> _Passage shown_
'''

That too should strike us as strange. We know this episode took place on the Temple mount, just as Jesus and his disciples were leaving the sacred courts. And now Jesus sends him to what is the farthest corner of the city from where they are, down through winding streets and alleys to the city’s lowest point, where the Pool of Siloam was. Again, Jesus could have healed him on the spot. Or he could have chosen a closer pool of water, like Bethesda, which was very close by. But no, he sends this blind man, now with mud in his useless eyes, staggering through the crowds and confusion of a busy city to a pool half a mile away. And mind you, Jesus has said nothing about healing the man. This poor guy is sitting there one minute begging as he always did, and along comes this stranger (he doesn’t know who Jesus is), who then smears mud in his face, and tells him to get washed. Amazingly he goes as directed all the way to Siloam, a name which means (not coincidentally) “The Sent One” or you could also translate it “The One Made an Apostle”. And there the man washes in the Sent One (that is, in Jesus who was sent by his Father), and suddenly, for the first time in his life, he can see. His eyes are opened. And too he is made an apostle – one who goes forth talking about Jesus and what he’s done.
Though at first, his understanding is sketchy at best. He can see physically; but spiritual sight comes to him in a series of steps. And what’s interesting is that it’s the spiritual blindness of others that helps him to see the truth. At first he returns home. His neighbors are astonished. “Isn’t this the guy who used to sit and beg?” Some say yes; others say, no, it only looks like him – and this despite the fact that he keeps telling them that he’s the same guy. Some folks deny what they see and hear. Why? Because it doesn’t fit their world view. Remember? From their way of looking at things, he’s blind because of sin. In some way or another, he deserves it; unlike me. So if he’s healed now, it messes up my whole understanding of God’s way of dealing with the world. Therefore it can’t be the same guy.

'''

> _Tasks for this exercise_
1 - In the sermon passage, what does the name Siloam mean?
2 - Please continue the sermon passage about the man born blind from the point where it stops.

> _Data_
'''

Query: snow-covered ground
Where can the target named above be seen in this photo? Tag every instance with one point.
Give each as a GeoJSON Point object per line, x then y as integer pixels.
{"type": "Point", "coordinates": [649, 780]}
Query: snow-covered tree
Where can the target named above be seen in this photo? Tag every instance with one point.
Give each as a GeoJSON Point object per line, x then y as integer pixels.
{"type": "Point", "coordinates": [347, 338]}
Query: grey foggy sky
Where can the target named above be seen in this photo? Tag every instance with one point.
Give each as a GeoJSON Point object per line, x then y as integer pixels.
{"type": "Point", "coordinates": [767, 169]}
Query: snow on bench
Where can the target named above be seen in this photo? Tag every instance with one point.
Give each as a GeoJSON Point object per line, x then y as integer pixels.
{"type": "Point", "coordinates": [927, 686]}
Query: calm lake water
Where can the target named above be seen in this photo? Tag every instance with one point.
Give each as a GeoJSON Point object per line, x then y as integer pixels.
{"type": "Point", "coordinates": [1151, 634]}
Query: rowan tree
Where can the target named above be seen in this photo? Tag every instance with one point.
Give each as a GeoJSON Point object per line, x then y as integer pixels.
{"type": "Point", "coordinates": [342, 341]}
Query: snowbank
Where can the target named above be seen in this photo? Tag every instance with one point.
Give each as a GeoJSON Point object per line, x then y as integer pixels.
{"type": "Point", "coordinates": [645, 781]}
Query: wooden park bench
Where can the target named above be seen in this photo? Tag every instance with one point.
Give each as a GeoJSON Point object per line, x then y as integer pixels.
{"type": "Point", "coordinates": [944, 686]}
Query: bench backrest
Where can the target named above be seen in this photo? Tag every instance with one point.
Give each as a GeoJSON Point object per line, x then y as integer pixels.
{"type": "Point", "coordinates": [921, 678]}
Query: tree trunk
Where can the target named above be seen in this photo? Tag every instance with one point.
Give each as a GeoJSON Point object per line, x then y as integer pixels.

'''

> _Results for each task_
1 - "The Sent One," which could also be translated "The One Made an Apostle."

2 -
This comes into even clearer focus when the man is taken before the Pharisees. They are outwardly the best and most righteous people around – and therefore the most blind to their own sins. They demand to know how he gained his sight. He explains what Jesus said and did. And they begin arguing. Some claim this is proof that Jesus is a sinner. After all, he made mud and healed on the Sabbath Day when the Law says everyone must rest. He’s in violation of the Sabbath. To them is proof that he’s no man of God. But others say, “Yes, but no sinner could do what Jesus did.” They’re confused. So they ask the man, “What do you say about him?”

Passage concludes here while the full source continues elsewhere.